▶ **Written task**:
Return each line of the entries below that contains the string "uniform", matching uppercase and lowercase exactly.

□ □ □

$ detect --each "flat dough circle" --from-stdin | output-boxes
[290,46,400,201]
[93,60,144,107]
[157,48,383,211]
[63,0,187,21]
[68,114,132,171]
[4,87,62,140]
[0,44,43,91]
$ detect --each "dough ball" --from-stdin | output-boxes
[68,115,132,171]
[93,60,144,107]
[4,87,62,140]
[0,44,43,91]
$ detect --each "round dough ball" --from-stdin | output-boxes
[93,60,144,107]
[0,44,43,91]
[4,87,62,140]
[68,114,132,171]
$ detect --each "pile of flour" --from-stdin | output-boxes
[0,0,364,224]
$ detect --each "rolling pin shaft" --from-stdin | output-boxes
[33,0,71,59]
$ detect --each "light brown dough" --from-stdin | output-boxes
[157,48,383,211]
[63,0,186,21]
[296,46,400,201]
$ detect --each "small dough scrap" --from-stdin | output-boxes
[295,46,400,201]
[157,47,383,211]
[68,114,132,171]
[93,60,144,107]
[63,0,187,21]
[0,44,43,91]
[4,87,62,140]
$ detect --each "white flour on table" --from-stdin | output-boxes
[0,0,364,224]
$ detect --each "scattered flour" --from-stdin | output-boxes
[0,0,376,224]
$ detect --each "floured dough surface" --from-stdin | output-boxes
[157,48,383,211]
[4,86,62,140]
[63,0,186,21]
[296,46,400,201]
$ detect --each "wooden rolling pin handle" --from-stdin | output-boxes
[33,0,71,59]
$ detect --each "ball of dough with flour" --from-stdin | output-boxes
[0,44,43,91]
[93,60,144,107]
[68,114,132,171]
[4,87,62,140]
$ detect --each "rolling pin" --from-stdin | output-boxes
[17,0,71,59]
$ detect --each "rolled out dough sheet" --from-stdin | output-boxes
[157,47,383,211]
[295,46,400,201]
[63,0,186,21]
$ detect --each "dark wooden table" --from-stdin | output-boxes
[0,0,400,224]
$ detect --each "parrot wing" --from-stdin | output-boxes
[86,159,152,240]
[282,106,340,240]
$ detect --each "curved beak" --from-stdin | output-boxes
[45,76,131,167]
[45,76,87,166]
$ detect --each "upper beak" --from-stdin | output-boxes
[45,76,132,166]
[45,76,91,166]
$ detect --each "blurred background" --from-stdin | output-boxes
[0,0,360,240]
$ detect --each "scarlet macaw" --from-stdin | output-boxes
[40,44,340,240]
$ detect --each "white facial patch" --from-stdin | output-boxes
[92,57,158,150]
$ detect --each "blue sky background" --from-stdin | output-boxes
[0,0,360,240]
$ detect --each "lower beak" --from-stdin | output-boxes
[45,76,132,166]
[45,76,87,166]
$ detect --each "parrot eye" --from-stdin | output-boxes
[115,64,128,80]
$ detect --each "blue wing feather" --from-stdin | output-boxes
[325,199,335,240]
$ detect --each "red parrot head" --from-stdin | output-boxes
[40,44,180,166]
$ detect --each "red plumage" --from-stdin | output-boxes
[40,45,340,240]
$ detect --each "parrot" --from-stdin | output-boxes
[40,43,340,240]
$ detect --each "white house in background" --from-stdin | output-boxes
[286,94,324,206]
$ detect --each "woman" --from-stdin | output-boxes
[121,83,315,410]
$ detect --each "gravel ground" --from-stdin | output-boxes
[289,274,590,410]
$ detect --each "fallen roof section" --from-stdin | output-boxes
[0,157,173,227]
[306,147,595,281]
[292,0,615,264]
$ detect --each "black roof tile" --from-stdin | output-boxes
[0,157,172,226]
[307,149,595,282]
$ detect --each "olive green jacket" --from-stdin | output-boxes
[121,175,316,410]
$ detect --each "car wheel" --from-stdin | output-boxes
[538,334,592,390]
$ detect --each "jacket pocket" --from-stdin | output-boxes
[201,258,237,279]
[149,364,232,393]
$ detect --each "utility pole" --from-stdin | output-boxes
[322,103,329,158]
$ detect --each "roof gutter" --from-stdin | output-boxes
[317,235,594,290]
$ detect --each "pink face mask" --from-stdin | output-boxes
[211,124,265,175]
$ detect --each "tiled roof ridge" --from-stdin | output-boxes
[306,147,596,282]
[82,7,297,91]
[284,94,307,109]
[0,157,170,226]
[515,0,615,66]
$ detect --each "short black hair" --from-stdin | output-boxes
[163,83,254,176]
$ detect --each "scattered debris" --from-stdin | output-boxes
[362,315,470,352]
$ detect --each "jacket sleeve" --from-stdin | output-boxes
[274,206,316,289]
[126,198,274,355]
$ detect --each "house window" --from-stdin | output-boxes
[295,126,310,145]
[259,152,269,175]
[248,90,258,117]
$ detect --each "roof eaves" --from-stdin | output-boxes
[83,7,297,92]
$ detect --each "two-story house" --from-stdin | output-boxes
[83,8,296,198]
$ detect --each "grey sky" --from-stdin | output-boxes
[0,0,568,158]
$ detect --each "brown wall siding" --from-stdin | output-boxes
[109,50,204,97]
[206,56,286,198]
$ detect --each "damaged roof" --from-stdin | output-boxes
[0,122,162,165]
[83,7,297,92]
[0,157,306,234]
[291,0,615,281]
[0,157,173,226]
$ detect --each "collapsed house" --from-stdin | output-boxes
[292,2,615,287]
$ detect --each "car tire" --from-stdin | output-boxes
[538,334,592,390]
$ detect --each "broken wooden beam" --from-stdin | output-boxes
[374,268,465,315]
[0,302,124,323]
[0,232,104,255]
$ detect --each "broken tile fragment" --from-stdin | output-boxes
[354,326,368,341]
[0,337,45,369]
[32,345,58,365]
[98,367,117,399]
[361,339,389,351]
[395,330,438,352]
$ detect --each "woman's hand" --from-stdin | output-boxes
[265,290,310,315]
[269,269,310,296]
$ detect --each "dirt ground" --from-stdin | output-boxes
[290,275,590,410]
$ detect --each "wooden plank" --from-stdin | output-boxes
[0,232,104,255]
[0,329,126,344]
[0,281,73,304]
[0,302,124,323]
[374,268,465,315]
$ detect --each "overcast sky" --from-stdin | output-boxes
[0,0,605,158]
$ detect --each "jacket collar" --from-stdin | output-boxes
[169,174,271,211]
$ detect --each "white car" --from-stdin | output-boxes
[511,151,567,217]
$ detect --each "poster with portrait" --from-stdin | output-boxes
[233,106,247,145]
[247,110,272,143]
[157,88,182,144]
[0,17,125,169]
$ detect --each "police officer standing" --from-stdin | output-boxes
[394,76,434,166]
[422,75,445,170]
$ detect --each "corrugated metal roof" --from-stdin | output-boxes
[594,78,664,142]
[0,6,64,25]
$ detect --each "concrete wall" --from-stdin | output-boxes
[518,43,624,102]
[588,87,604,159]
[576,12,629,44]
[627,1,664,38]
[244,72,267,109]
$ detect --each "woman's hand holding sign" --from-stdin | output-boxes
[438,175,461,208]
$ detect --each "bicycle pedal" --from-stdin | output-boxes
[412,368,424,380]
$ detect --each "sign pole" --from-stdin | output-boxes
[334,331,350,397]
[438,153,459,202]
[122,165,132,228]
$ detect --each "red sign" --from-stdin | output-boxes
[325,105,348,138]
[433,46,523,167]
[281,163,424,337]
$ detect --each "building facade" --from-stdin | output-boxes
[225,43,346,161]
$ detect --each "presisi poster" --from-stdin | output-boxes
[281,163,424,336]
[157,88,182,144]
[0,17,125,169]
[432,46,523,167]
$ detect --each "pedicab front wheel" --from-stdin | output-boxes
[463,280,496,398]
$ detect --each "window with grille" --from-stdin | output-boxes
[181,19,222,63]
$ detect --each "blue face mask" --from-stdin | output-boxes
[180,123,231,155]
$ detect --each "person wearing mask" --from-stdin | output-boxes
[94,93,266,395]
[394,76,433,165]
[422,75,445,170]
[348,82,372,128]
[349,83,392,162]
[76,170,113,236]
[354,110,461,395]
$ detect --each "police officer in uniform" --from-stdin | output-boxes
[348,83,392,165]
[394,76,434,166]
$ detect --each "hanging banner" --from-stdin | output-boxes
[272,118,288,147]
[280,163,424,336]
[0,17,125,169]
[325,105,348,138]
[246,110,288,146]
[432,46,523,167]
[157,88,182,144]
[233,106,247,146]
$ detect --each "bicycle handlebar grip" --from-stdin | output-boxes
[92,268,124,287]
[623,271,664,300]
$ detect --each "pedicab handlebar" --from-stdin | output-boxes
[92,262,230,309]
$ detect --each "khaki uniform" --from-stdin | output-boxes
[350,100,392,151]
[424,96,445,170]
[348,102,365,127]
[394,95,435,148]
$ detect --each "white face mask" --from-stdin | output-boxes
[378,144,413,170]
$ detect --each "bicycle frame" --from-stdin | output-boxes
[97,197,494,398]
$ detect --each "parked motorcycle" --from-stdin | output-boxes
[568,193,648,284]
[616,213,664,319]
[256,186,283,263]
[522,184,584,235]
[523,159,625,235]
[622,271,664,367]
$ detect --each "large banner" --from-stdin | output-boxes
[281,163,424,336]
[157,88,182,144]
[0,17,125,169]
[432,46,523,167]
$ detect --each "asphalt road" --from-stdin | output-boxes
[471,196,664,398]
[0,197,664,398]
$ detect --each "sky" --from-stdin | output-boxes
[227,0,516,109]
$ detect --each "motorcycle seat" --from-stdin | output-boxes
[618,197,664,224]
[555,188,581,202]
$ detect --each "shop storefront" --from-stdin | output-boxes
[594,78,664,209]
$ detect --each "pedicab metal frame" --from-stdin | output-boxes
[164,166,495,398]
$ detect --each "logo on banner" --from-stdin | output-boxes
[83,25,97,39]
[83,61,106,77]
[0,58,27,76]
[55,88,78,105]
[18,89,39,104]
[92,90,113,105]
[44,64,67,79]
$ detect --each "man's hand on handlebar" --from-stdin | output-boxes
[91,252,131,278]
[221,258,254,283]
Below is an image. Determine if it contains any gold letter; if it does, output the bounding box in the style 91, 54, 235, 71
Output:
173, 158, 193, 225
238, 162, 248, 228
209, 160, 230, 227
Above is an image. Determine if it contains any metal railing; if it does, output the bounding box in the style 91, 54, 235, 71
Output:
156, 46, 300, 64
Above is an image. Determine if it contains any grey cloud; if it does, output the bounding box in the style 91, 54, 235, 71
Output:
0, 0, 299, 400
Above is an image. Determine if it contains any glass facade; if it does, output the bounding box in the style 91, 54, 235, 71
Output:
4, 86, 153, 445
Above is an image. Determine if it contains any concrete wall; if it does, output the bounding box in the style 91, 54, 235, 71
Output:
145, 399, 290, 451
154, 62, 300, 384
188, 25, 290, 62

□ □ □

▶ **Finished exercise**:
$ detect --each "police officer in uniform" --from-stdin | output-boxes
$ detect --each "khaki uniform" --from-stdin | output-boxes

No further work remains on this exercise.